▸ Required task 1
In the entries, take the part that opens with the line containing "the computer monitor — bbox it" and closes with the line containing "350,796 -> 896,979". Write those lines out again with "water bottle" changed to "plastic bottle" and everything else left as is.

▸ Source text
========
How to Listen: Reflecting Skills

May 12th, 2005

Now we’re down to the most difficult group of listening skills: Reflecting skills. Reflecting skills are the key skills required to be a master listener. With Following Skills and Attending Skills alone, you’ll be good, but you may still misunderstand or misinterpret the speaker. Bolton offers these thoughts on reflective listening:

In a reflective response, the listener restates the feelings and/or content of what the speaker has communicated and does so in a way that demonstrates understanding and acceptance.

There are four reflecting skills:

  • A paraphrase is “a concise response to the speaker which states the essence of the other’s content in the listener’s own words.” When I talk to folks about the virtues of reflective listening, this is often what they think about, but it doesn’t stop here.

  • Reflecting feelings “involves mirroring back to the speaker, in a succinct statement, the emotions which she is communicating.” You can deduce the speaker’s feelings by

    • observing body language
    • listening to their tone
    • listening to the type of feeling words they use
    • putting yourself in their shoes

    By non-judgmentally reflecting the speaker’s feelings, you encourage them to talk more freely and openly, which helps create an instant intimacy with the person. Further, in order to fully understand the content, we must understand the emotions surrounding the content.

  • Reflecting meaning is simply reflecting both the speakers content and emotion.

    When we respond to the speaker’s meanings—the feelings that paralyze or motivate and the content to which the feelings are associated—our listening is often most effective.

    When first learning how to reflect meaning, try using the formula: “You feel…because…” For example: “You feel angry because that jerk cut you off in traffic.” You might think that saying something like: “You feel…because…” would come across as silly or condescending, but it doesn’t. People focus on the fact that you actually understood them rather than the actual words you used to communicate that understanding.

  • Summative reflections are restatements of the over-all themes and feelings of a conversation.

    Summaries are useful in any number of situations, and are most effective “when the listener (1) gathers together points that the speaker brought up, and (2) selects relevant data—that which will help the speaker more clearly understand key elements of her situation.” A good summary, then, empowers the speaker to “speak in more depth” about the topic.
========
▸ Extracted data
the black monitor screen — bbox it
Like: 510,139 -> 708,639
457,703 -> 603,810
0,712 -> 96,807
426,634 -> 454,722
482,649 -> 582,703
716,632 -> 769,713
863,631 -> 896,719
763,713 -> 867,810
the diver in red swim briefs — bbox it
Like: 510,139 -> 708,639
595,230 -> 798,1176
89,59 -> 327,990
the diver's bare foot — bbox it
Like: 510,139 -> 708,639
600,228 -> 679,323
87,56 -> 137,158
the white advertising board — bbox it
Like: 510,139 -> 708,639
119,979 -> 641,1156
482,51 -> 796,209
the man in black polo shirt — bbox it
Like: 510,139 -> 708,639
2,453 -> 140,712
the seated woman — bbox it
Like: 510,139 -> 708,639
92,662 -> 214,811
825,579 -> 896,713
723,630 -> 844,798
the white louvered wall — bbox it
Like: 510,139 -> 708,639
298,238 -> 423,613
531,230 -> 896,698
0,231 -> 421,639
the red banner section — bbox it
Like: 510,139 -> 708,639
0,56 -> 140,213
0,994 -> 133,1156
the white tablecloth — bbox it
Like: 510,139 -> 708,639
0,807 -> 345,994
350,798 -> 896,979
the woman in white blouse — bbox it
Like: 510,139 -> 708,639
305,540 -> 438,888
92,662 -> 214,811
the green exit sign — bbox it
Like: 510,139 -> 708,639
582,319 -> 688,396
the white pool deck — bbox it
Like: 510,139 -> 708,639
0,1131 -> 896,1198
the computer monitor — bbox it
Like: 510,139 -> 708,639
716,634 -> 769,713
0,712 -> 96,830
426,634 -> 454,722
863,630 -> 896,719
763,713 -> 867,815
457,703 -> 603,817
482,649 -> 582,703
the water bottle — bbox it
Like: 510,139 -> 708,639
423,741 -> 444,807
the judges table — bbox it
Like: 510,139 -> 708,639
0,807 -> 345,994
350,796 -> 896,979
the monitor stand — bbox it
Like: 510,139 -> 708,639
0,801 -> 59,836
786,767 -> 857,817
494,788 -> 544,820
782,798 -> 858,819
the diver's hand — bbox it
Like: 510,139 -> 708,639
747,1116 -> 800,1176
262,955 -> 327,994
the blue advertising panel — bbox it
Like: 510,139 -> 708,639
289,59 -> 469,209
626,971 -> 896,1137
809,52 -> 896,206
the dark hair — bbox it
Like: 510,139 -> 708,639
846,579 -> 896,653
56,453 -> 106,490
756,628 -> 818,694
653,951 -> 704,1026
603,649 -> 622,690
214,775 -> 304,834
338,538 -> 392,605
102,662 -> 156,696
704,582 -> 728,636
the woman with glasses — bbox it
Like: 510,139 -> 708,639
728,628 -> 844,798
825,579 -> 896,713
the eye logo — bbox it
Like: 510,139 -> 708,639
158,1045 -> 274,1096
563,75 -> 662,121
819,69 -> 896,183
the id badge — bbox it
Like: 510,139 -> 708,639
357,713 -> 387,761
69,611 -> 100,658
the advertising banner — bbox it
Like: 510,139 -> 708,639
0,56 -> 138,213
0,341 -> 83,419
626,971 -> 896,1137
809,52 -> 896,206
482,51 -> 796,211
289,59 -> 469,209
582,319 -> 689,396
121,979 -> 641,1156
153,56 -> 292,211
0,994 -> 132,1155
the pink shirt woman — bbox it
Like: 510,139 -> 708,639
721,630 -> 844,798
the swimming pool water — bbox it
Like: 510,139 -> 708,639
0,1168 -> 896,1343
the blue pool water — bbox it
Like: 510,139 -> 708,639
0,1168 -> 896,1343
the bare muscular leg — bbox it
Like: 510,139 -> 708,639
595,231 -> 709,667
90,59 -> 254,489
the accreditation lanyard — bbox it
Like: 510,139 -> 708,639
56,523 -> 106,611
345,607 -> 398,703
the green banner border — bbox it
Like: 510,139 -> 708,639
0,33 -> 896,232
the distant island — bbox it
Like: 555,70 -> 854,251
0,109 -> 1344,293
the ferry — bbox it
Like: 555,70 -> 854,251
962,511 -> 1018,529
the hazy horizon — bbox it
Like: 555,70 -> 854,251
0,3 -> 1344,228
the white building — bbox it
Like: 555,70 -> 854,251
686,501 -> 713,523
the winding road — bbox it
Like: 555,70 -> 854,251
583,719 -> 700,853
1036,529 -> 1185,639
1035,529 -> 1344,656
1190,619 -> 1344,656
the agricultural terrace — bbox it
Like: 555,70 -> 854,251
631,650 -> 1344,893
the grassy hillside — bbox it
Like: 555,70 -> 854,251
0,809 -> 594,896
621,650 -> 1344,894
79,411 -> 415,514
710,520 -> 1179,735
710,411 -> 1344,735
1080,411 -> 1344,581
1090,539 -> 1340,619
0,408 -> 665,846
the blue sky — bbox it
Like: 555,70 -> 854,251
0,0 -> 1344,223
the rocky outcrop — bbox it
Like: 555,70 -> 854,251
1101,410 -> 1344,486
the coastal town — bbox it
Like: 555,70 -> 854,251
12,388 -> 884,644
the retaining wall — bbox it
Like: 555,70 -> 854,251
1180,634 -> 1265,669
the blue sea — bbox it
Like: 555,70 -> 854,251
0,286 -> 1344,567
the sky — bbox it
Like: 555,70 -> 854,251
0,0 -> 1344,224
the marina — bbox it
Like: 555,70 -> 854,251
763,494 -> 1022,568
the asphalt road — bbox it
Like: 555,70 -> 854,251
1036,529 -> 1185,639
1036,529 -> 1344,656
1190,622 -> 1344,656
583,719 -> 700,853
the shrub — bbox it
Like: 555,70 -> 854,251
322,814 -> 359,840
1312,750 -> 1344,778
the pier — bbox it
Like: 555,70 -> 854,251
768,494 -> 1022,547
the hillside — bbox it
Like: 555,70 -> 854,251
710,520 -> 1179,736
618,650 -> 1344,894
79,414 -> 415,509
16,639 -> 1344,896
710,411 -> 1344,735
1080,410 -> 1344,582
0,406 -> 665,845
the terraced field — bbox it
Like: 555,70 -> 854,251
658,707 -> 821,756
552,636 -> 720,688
========
▸ Required task 2
What formula does the text on reflecting skills suggest using when first learning how to reflect meaning?

▸ Correct result 1
the computer monitor — bbox it
Like: 510,139 -> 708,639
716,634 -> 769,713
0,712 -> 96,830
426,634 -> 454,722
863,630 -> 896,719
763,713 -> 867,815
457,703 -> 603,817
482,649 -> 582,703
the plastic bottle — bbox it
Like: 510,139 -> 708,639
423,741 -> 444,807
the judges table — bbox it
Like: 510,139 -> 708,639
0,807 -> 345,994
350,796 -> 896,979

▸ Correct result 2
"You feel…because…"